Selected excerpt -
The following presents a simplified summary of the invention in order to provide a basic understanding of some example aspects of the invention. This summary is not an extensive overview of the invention. Moreover, this summary is not intended to identify critical elements of the invention nor delineate the scope of the invention. The sole purpose of the summary is to present some concepts of the invention in simplified form as a prelude to the more detailed description that is presented later.
In accordance with one aspect of the present invention, a food homogenizer comprises a base comprising a driving motor with a drive shaft. A homogenizer assembly is removably coupled to the base, comprising a homogenizing chamber, a rotational support disposed within the homogenizing chamber, and a shredder disposed within the homogenizing chamber and driven by the driving motor for rotational movement within the homogenizing chamber. The shredder is axially supported for rotation within the homogenizing chamber between the drive shaft and the rotational support.
In accordance with another aspect of the present invention, a food homogenizer comprises a base comprising a driving motor with a drive shaft. A homogenizer assembly is removably coupled to the base, comprising a homogenizing chamber and a shredder driven by the drive shaft for rotational movement within the homogenizing chamber. The shredder comprises a socket mechanically coupled to the drive shaft. An end cap is removably coupled to the homogenizing chamber to retain the shredder within the homogenizing chamber. A sealing element is configured to provide a fluid-tight seal between the base and the homogenizer assembly. The sealing element comprises a first sealing flange abutting and circumscribing the socket of the shredder to provide a generally continuous seal between the socket and the homogenizing chamber.

Required tasks -
1. Please extract the part of the food homogenizer summary starting with "The following presents" and going on through "is presented later.".
2. Gather every line of the records that contains the word "seated", copying each one in full.
The food homogenizer summary and the records are unrelated to each other.

Data -
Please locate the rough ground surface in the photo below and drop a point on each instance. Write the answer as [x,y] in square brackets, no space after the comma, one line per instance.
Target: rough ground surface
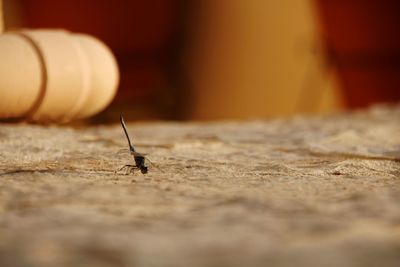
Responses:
[320,191]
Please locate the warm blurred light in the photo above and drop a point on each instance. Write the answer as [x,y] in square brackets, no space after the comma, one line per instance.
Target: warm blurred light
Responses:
[244,59]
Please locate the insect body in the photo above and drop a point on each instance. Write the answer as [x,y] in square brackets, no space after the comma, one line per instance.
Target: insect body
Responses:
[139,158]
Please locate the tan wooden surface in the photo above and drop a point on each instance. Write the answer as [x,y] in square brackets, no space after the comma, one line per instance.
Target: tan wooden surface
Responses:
[319,191]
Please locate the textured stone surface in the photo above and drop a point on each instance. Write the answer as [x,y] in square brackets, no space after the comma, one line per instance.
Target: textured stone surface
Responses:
[296,192]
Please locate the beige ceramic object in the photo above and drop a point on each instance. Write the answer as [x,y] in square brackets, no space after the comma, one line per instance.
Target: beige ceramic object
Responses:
[21,78]
[103,74]
[54,76]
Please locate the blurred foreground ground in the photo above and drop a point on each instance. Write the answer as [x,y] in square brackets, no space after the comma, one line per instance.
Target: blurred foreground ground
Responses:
[319,191]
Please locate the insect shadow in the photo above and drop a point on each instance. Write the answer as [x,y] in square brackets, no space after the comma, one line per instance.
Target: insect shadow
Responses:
[138,157]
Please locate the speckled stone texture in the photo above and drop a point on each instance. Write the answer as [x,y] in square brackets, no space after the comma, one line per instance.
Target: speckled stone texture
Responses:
[305,191]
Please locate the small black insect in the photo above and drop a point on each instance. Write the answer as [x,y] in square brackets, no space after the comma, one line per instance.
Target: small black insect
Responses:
[139,158]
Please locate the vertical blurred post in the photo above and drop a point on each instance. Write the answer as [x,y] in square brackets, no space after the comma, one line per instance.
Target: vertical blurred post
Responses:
[1,16]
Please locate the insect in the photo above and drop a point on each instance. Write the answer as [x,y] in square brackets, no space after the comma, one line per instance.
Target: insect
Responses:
[139,158]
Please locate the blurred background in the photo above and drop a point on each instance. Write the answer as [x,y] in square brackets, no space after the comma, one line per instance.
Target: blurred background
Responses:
[235,59]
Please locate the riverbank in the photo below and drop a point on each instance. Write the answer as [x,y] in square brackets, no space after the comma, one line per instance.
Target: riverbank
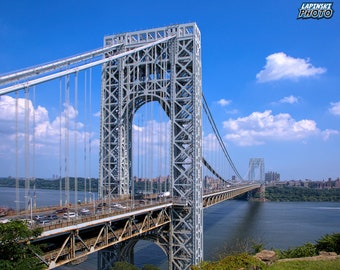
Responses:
[301,194]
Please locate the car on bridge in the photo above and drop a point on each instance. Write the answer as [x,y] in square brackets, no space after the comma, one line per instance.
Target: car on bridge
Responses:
[52,217]
[69,215]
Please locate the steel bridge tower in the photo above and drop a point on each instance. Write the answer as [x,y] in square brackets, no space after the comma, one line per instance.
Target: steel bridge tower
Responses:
[168,72]
[253,164]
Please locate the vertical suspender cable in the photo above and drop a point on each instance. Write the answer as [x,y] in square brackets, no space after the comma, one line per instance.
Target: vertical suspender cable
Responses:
[34,156]
[67,126]
[60,141]
[17,194]
[27,148]
[75,140]
[85,137]
[90,131]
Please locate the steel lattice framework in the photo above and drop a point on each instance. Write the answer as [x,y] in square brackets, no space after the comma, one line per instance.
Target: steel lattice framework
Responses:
[253,164]
[168,72]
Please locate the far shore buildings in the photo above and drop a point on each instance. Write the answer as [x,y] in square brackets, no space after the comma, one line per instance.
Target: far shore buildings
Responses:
[325,184]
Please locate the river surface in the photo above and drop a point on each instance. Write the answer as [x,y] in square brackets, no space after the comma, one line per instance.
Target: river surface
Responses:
[229,225]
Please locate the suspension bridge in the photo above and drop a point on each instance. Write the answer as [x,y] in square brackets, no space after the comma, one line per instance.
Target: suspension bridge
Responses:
[155,123]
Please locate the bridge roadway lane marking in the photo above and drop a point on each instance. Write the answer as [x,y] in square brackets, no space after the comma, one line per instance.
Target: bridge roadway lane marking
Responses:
[102,220]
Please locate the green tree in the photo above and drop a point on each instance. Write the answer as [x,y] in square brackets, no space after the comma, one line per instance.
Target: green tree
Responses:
[15,250]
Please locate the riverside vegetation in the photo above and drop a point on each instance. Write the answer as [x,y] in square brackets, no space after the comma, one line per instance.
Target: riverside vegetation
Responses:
[17,253]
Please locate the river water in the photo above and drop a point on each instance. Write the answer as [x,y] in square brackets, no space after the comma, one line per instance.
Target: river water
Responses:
[229,225]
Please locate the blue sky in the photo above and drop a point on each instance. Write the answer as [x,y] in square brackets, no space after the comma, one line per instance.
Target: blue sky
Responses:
[272,82]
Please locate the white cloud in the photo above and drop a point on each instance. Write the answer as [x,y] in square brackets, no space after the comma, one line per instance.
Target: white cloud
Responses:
[46,132]
[281,66]
[335,109]
[291,100]
[223,102]
[259,127]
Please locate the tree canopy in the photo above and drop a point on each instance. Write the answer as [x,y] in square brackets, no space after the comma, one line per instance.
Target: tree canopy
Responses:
[15,250]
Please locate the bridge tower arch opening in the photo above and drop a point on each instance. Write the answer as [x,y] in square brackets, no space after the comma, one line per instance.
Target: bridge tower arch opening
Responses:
[151,150]
[256,163]
[168,69]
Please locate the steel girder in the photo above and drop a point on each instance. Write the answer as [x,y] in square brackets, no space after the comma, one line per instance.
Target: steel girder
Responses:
[170,73]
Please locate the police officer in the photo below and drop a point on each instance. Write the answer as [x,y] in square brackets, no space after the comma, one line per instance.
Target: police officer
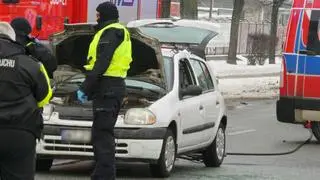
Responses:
[109,60]
[33,47]
[24,89]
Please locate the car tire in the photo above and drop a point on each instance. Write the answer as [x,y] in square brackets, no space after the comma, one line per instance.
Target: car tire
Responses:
[163,168]
[43,165]
[214,154]
[316,130]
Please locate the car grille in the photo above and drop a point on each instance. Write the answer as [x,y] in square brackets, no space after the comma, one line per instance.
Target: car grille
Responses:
[54,143]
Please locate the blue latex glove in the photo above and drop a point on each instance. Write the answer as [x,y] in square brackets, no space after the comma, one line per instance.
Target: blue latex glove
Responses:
[81,96]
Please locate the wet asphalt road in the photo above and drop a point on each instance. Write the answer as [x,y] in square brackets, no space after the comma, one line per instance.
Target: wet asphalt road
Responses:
[252,128]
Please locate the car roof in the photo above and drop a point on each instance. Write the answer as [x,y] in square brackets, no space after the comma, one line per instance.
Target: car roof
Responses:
[169,52]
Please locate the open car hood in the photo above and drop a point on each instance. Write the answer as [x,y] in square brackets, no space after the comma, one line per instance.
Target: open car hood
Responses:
[191,34]
[71,48]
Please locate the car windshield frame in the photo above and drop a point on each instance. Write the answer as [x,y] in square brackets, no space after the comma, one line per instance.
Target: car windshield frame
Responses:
[167,33]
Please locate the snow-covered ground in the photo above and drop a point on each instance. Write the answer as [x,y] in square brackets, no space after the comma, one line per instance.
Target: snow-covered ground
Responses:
[244,81]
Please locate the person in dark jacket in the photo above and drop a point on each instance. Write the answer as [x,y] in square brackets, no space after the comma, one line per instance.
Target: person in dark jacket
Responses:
[33,47]
[24,90]
[109,59]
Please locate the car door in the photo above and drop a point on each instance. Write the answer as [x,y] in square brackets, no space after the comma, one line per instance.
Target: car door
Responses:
[208,100]
[189,108]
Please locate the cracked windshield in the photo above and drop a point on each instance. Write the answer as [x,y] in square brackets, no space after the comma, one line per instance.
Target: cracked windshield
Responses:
[159,89]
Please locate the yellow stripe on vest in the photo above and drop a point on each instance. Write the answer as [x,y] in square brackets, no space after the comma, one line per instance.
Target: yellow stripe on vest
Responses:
[49,95]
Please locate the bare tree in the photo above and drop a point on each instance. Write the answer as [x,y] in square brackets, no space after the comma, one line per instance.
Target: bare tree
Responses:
[273,31]
[166,5]
[233,44]
[189,9]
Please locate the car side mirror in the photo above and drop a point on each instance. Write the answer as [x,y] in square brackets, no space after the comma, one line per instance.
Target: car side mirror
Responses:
[39,23]
[191,91]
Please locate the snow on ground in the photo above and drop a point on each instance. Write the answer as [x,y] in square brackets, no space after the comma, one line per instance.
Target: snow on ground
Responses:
[244,81]
[241,69]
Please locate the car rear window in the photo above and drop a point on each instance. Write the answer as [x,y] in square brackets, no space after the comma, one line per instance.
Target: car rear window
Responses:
[176,34]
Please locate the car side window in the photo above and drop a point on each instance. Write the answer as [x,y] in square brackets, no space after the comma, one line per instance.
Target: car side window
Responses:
[203,75]
[207,75]
[186,77]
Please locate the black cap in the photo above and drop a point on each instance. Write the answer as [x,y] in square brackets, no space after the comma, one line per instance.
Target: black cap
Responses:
[108,11]
[21,26]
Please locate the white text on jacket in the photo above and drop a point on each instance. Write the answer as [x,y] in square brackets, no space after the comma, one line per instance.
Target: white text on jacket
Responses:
[10,63]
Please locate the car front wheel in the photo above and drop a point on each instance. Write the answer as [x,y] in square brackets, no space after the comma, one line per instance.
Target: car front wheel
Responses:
[43,164]
[165,164]
[214,154]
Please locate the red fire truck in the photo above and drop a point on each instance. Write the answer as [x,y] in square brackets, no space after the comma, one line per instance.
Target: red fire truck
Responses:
[299,101]
[48,16]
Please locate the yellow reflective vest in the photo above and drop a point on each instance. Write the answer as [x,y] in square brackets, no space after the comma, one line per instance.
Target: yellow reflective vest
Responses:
[122,57]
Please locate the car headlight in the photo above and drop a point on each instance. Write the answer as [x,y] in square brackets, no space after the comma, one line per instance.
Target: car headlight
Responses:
[47,112]
[139,116]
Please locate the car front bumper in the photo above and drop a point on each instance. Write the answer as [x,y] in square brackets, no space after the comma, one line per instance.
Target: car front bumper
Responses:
[138,144]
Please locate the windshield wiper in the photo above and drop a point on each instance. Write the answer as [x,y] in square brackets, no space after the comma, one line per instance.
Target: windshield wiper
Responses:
[143,89]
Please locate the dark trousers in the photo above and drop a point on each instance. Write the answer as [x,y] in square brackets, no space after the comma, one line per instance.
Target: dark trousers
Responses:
[17,155]
[106,108]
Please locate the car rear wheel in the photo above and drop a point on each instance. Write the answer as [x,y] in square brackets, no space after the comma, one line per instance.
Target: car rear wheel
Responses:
[43,164]
[165,164]
[213,156]
[316,130]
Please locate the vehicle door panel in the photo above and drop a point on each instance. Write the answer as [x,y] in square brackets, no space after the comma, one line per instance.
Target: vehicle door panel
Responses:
[208,99]
[189,109]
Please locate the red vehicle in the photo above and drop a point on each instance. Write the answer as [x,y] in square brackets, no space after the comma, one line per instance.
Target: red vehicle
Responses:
[299,101]
[48,16]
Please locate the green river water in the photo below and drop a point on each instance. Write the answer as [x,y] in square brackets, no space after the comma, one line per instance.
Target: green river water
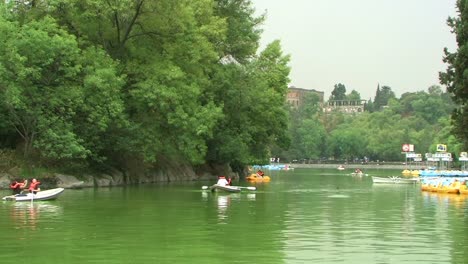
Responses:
[301,216]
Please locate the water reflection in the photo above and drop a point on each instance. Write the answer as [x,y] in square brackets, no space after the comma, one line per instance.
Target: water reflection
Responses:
[28,215]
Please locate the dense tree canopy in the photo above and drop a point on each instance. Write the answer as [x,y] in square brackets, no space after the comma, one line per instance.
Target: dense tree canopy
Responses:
[456,75]
[105,81]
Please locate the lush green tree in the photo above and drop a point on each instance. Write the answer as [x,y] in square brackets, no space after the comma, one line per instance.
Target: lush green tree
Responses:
[308,135]
[48,83]
[382,97]
[456,75]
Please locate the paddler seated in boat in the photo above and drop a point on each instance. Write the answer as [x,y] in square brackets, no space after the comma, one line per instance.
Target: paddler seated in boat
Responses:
[33,187]
[260,173]
[18,187]
[222,181]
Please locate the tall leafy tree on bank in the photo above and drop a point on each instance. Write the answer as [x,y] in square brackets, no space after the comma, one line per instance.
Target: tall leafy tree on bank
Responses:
[382,97]
[456,75]
[167,51]
[46,80]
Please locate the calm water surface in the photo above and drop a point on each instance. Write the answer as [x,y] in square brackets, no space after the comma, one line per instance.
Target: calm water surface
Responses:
[301,216]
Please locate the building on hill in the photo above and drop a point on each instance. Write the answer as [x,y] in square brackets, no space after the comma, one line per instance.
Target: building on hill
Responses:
[295,95]
[345,106]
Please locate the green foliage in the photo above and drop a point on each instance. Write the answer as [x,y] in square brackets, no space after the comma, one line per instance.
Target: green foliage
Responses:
[46,81]
[456,75]
[382,97]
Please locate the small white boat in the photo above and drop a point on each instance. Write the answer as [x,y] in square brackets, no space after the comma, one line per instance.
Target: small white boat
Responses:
[227,188]
[39,196]
[394,179]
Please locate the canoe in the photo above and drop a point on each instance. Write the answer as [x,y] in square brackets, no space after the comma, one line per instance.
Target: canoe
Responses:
[255,178]
[463,189]
[39,196]
[227,188]
[394,179]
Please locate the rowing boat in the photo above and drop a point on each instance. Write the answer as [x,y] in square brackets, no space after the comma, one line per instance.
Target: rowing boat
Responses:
[228,188]
[225,188]
[394,179]
[39,196]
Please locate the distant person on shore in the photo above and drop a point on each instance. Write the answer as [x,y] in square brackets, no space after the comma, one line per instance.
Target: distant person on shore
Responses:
[17,186]
[33,187]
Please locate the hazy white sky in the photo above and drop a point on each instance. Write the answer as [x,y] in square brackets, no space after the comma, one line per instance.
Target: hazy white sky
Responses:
[360,43]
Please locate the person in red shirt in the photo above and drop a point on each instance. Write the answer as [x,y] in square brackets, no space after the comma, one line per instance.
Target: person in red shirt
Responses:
[33,186]
[17,186]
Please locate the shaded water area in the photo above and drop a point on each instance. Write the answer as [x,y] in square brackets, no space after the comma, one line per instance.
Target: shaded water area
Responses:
[301,216]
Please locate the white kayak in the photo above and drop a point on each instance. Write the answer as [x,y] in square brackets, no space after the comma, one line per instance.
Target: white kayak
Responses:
[39,196]
[227,188]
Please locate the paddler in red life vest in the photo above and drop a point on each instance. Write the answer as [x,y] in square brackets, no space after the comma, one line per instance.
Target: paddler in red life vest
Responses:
[222,181]
[33,186]
[18,186]
[260,173]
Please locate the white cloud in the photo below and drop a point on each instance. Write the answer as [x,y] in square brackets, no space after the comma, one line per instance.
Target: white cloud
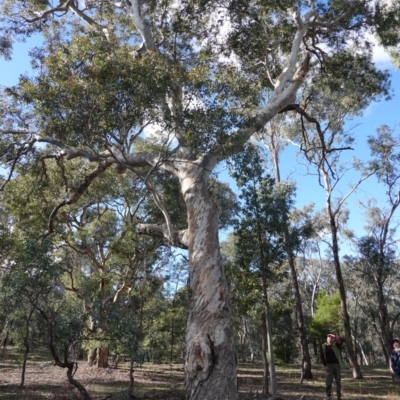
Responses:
[380,55]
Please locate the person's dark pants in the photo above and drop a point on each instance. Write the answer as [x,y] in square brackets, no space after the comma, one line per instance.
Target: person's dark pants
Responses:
[334,372]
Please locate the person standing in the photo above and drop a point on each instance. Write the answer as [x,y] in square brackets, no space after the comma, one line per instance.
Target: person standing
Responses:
[395,358]
[331,358]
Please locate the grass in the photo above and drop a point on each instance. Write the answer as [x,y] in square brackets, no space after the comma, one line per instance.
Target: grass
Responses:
[166,381]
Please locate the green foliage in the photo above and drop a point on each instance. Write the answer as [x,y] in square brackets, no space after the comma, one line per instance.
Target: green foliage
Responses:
[327,317]
[387,22]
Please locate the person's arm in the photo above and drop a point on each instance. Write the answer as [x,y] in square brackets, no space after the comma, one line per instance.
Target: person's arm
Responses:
[339,341]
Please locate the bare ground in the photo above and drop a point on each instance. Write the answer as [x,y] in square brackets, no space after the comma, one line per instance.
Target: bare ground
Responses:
[166,382]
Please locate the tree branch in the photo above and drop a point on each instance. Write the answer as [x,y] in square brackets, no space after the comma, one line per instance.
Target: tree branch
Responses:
[180,237]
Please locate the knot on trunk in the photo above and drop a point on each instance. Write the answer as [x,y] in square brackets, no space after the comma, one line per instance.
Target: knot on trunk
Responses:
[200,360]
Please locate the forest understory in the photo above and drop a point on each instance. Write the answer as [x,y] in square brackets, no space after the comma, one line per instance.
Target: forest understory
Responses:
[166,381]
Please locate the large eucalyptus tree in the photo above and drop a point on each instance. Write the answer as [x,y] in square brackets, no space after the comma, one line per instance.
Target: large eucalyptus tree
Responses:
[202,77]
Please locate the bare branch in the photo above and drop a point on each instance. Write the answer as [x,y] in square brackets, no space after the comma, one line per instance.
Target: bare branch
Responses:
[77,193]
[181,238]
[63,8]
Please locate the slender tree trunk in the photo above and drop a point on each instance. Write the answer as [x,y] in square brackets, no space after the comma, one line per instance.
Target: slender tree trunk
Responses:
[343,303]
[384,321]
[92,354]
[264,349]
[25,359]
[306,360]
[210,354]
[102,357]
[272,371]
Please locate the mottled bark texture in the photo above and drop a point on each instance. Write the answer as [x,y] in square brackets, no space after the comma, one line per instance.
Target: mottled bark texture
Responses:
[210,363]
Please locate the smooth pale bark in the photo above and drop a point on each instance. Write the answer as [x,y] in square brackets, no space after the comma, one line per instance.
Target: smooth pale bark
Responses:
[343,303]
[210,361]
[264,349]
[275,147]
[305,359]
[272,372]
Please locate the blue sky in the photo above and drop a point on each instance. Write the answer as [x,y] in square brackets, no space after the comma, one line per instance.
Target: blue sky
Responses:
[384,112]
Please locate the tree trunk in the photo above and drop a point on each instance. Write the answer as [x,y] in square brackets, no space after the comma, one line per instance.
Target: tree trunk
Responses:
[26,352]
[210,355]
[272,372]
[264,349]
[384,320]
[345,315]
[306,360]
[92,354]
[102,357]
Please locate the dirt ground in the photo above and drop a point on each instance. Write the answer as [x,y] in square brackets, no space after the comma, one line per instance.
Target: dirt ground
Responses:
[166,382]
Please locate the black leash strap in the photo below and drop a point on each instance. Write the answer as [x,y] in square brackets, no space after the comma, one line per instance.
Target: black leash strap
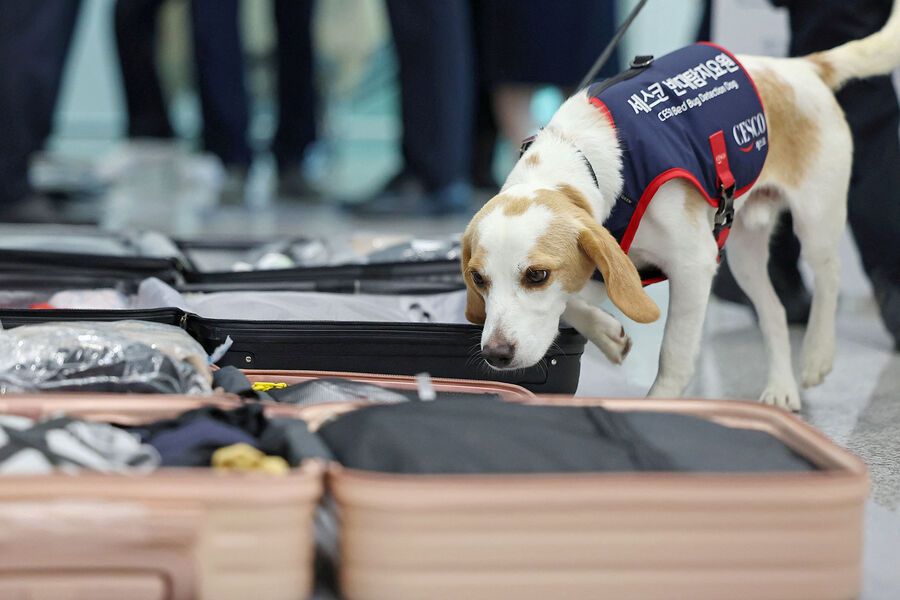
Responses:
[607,52]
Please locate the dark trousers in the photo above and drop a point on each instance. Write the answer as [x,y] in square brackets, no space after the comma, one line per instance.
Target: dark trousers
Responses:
[873,113]
[433,39]
[34,41]
[297,100]
[220,77]
[219,67]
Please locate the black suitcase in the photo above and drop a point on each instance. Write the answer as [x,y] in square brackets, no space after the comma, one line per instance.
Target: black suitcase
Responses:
[443,350]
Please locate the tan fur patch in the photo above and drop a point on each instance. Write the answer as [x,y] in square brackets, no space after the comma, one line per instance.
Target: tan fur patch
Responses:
[516,205]
[794,136]
[623,284]
[576,197]
[824,67]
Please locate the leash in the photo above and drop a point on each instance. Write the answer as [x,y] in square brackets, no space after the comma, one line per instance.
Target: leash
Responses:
[613,43]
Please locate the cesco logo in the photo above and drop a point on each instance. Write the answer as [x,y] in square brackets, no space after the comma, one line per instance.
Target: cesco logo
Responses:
[748,130]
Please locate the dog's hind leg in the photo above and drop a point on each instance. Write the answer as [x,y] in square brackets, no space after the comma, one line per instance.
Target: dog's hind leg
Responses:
[748,257]
[819,227]
[597,325]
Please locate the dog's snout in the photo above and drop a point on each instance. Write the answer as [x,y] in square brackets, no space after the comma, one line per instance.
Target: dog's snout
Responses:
[499,354]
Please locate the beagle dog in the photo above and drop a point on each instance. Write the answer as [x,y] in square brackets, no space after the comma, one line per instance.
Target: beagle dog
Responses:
[528,256]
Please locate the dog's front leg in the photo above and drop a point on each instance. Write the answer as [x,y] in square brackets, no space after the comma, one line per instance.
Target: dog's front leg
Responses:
[600,327]
[688,297]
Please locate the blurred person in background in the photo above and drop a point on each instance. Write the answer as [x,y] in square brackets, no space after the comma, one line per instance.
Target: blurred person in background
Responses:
[218,54]
[35,37]
[522,46]
[873,211]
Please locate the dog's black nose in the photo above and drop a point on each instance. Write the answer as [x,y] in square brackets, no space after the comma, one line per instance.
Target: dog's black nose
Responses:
[499,355]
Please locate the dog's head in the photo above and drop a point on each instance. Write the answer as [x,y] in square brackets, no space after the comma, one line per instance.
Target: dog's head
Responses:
[523,255]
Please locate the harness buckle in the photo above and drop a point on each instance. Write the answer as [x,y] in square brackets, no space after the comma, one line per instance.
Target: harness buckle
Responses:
[642,61]
[725,211]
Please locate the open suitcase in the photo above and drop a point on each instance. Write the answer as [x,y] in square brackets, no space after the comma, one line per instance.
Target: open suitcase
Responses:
[80,255]
[647,535]
[168,535]
[82,258]
[753,536]
[442,350]
[174,533]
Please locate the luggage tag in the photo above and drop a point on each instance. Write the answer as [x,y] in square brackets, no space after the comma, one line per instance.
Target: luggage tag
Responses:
[425,387]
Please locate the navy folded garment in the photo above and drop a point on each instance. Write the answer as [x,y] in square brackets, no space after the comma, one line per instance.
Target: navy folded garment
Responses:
[193,444]
[484,436]
[190,439]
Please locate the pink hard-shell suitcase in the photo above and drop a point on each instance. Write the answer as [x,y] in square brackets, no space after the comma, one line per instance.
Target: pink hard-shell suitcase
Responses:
[784,536]
[174,534]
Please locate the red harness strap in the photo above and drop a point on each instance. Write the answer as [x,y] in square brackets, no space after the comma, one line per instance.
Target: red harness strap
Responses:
[725,181]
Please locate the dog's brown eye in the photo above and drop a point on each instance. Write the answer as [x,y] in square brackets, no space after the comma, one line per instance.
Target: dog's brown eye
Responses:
[536,276]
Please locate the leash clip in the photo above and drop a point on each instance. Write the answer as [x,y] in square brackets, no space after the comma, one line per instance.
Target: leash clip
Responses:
[724,213]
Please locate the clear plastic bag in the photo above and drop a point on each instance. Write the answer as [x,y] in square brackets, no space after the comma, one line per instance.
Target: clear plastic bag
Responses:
[125,356]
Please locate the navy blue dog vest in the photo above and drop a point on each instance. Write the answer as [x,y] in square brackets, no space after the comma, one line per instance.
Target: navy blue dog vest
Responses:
[693,114]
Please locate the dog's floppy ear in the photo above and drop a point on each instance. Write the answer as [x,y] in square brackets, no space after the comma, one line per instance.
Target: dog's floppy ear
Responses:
[475,310]
[623,284]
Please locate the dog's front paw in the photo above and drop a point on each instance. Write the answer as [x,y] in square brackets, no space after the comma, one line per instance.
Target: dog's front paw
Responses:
[615,346]
[783,395]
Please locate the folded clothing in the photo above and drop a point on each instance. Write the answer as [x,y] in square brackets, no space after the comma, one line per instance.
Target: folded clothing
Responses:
[484,436]
[29,448]
[124,356]
[191,439]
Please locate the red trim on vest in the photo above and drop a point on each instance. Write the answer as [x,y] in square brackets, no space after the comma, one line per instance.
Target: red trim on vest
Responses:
[651,281]
[600,104]
[665,176]
[720,159]
[654,187]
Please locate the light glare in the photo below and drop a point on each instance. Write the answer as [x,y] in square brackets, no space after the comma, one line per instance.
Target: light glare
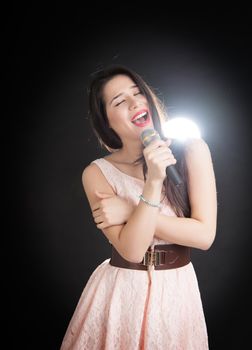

Worked solutions -
1.
The following presents a simplified summary of the invention in order to provide a basic understanding of some example aspects of the invention. This summary is not an extensive overview of the invention. Moreover, this summary is not intended to identify critical elements of the invention nor delineate the scope of the invention. The sole purpose of the summary is to present some concepts of the invention in simplified form as a prelude to the more detailed description that is presented later.

2.
Please locate the paddler seated in boat in the photo above and drop a point on each instance. Write the answer as [x,y] in square brackets, no space after the comma, one line per instance.
Target: paddler seated in boat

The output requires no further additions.